## Passage given
Tools and Environment

  • GIT Bash
  • Command Prompt
  • Windows 10

Download Binary Package

Download the latest binary from the following site:

http://hadoop.apache.org/releases.html

In my case, I am saving the file to folder: F:\DataA nalytics

UnZip binary package

Open Git Bash, and change directory (cd) to the folder where you save the binary package and then unzip:

$ cd F:\DataAnalytics
fahao@Raymond-Alienware MINGW64 /f/DataAnalytics
$ tar -xvzf  hadoop-3.0.0.tar.gz

In my case, the Hadoop binary is extracted to: F:\DataAnalytics\hadoop-3.0.0

Setup environment variables

Make sure the following environment variables are set correctly:

  • JAVA_HOME: pointing to your Java JDK installation folder.
  • HADOOP_HOME: pointing to your Hadoop folder in the previous step.

## Material provided
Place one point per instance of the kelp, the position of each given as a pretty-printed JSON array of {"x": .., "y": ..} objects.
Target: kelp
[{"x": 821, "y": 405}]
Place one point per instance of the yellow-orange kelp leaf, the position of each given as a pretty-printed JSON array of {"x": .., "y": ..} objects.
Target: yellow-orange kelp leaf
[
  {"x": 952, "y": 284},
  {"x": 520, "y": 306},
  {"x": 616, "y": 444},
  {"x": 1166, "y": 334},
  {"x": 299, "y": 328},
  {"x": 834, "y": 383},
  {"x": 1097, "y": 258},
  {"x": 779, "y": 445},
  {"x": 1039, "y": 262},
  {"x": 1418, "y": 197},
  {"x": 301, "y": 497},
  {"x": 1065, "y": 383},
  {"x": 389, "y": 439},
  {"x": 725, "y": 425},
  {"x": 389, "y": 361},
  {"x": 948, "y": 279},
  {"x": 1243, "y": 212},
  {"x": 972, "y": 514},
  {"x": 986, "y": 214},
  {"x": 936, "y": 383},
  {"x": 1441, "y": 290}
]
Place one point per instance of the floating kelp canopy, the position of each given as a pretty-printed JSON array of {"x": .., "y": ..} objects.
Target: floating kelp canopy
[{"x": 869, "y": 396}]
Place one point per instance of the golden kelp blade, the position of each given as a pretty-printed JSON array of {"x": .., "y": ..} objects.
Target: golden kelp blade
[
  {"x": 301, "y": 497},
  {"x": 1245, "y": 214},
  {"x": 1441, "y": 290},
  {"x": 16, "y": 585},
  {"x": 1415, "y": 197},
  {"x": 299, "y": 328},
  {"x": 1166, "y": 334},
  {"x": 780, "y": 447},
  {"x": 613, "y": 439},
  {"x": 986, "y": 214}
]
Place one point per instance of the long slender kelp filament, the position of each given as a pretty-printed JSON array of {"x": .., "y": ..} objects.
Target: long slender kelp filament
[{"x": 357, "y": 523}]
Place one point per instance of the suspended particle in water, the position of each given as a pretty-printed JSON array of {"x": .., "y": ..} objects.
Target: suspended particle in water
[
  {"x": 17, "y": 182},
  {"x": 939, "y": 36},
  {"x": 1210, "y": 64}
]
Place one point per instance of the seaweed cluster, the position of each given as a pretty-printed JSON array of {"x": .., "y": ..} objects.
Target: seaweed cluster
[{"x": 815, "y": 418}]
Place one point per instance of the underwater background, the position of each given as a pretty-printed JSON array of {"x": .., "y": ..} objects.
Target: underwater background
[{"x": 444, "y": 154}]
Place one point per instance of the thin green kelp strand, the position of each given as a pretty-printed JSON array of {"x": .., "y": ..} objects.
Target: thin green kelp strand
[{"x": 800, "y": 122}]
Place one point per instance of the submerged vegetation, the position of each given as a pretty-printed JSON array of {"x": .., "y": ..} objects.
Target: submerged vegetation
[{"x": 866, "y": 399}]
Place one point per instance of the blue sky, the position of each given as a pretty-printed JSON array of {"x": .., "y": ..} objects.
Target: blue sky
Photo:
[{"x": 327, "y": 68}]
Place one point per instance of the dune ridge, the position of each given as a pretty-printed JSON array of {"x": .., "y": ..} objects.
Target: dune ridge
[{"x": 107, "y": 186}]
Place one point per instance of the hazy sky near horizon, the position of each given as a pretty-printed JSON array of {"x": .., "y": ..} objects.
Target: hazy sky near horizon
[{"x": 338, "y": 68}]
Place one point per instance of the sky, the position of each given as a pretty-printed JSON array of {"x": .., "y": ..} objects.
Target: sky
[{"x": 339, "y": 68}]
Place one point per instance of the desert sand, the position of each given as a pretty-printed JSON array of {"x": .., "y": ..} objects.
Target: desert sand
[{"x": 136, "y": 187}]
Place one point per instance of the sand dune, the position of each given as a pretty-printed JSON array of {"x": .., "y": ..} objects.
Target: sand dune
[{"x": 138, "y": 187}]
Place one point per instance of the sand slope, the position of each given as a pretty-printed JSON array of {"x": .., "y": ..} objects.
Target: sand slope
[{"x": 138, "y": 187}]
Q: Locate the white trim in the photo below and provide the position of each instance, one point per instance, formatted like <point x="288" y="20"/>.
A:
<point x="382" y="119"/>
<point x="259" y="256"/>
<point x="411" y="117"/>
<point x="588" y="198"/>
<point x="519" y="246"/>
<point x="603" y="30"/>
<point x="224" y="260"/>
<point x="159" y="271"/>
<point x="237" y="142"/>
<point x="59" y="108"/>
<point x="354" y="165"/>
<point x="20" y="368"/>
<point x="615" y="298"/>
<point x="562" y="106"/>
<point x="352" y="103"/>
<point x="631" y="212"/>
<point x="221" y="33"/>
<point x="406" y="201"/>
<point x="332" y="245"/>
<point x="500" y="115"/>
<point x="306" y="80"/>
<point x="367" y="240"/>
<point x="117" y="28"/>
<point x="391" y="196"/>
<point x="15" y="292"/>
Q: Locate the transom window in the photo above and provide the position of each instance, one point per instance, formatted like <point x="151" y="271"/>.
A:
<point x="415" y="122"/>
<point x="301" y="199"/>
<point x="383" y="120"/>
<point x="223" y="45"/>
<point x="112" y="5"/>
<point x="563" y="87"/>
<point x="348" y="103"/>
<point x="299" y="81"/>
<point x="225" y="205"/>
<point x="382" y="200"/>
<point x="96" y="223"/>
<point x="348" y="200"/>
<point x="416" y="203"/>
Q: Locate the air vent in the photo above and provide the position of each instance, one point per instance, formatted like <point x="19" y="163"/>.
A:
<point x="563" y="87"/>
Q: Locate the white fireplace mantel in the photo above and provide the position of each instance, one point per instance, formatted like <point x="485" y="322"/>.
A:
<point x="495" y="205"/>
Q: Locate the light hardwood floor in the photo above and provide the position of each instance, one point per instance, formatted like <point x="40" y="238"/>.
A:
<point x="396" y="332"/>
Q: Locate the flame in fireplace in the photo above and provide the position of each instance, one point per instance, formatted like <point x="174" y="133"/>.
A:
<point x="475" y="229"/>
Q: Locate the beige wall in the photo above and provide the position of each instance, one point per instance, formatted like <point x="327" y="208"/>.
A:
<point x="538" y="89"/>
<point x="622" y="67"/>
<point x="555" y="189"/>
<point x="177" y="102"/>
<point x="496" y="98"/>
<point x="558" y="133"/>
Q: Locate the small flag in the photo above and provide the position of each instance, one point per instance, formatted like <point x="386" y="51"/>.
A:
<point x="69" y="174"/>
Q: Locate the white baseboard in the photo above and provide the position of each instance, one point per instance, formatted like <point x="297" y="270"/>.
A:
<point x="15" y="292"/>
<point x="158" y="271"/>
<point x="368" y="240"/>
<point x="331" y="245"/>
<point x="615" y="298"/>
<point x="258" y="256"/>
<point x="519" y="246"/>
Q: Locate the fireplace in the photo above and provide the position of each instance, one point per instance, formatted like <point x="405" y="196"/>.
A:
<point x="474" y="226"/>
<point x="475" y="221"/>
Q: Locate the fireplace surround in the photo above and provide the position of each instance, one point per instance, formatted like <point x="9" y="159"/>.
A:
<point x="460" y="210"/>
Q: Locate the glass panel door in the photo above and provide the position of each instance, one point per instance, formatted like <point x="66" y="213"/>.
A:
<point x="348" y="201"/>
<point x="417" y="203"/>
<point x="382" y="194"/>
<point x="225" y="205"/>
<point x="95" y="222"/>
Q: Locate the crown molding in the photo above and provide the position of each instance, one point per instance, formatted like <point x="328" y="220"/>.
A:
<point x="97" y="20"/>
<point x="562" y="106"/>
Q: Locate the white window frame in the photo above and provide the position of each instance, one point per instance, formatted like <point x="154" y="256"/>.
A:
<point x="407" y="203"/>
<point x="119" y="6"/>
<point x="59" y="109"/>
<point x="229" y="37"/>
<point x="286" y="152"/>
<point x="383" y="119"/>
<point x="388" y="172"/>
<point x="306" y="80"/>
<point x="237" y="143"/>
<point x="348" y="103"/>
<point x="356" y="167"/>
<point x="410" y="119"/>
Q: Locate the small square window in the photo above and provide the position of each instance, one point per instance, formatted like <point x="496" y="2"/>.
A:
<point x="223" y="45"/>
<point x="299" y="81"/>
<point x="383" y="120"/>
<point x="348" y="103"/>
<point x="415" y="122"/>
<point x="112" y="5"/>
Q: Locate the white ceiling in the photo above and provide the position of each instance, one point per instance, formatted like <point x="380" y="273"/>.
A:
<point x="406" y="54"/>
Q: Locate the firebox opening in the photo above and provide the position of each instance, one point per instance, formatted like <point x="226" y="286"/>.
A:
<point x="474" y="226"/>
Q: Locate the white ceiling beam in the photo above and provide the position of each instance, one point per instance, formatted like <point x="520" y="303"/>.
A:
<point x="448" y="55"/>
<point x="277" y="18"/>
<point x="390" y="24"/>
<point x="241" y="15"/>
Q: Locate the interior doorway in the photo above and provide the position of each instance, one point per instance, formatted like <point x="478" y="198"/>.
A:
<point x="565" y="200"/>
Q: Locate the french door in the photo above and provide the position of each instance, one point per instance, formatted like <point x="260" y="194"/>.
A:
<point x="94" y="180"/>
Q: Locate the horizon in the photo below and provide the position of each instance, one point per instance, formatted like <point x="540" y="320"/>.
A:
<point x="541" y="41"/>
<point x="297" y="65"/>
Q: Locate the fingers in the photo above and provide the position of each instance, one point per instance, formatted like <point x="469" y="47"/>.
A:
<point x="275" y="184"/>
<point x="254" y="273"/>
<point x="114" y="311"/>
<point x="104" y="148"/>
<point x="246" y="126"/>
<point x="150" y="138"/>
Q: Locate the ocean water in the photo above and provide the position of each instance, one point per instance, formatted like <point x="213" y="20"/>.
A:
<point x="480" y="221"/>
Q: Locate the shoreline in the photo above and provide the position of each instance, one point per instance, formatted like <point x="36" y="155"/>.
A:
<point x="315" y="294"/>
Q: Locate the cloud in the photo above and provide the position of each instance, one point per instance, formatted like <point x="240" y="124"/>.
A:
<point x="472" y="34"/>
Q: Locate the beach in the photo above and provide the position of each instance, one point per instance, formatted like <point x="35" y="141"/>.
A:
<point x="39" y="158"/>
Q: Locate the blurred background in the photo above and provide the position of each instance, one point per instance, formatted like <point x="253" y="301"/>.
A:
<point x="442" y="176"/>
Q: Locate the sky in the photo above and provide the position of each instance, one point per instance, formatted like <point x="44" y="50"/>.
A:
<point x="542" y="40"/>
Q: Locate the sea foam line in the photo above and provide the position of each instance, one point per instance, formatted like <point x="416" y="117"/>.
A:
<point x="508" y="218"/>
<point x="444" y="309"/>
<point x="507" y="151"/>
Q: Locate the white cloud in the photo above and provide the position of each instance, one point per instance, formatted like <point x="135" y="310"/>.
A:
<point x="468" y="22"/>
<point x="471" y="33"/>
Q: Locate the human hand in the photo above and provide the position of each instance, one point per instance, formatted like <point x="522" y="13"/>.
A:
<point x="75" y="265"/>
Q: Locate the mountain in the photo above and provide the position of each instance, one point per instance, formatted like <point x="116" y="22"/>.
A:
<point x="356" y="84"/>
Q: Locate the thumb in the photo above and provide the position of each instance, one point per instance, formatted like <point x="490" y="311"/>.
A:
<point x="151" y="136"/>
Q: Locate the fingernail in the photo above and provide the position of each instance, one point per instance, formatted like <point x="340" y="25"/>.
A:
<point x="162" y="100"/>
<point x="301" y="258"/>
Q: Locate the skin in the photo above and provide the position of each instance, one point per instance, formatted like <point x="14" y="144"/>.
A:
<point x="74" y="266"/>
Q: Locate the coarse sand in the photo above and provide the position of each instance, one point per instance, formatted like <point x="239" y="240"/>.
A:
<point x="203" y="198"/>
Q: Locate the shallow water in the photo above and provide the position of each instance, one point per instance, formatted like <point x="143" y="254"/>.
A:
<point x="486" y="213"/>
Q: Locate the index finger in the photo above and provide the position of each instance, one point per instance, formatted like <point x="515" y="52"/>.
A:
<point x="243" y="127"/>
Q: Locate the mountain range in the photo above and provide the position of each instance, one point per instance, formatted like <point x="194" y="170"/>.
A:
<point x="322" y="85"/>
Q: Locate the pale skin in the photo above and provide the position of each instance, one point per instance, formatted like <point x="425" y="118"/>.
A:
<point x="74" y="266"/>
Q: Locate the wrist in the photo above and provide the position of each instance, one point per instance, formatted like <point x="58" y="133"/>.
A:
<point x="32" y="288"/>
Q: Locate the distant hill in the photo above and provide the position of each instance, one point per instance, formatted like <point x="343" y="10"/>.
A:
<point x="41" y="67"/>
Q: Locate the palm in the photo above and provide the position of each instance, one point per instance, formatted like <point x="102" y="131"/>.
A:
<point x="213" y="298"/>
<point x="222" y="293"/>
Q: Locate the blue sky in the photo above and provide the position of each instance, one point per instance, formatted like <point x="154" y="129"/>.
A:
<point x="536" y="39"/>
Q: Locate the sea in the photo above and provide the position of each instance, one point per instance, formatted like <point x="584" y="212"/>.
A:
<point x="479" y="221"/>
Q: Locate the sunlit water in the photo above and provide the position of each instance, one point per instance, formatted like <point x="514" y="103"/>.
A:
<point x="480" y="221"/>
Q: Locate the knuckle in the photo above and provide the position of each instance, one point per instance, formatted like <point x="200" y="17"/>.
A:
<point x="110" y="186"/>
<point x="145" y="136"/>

## Task set
1) In the Hadoop setup guide, replace "environment variables" with "system variables" and give the passage again, beginning at the words "Setup environment variables" and stopping after "JDK installation folder.".
2) Identify every line of the records that contains the string "suspended" and copy each one; case counts.
The Hadoop setup guide and the records are unrelated material.

## Response list
1)
Setup system variables

Make sure the following system variables are set correctly:

  • JAVA_HOME: pointing to your Java JDK installation folder.

2)
Place one point per instance of the suspended particle in water, the position of each given as a pretty-printed JSON array of {"x": .., "y": ..} objects.
Target: suspended particle in water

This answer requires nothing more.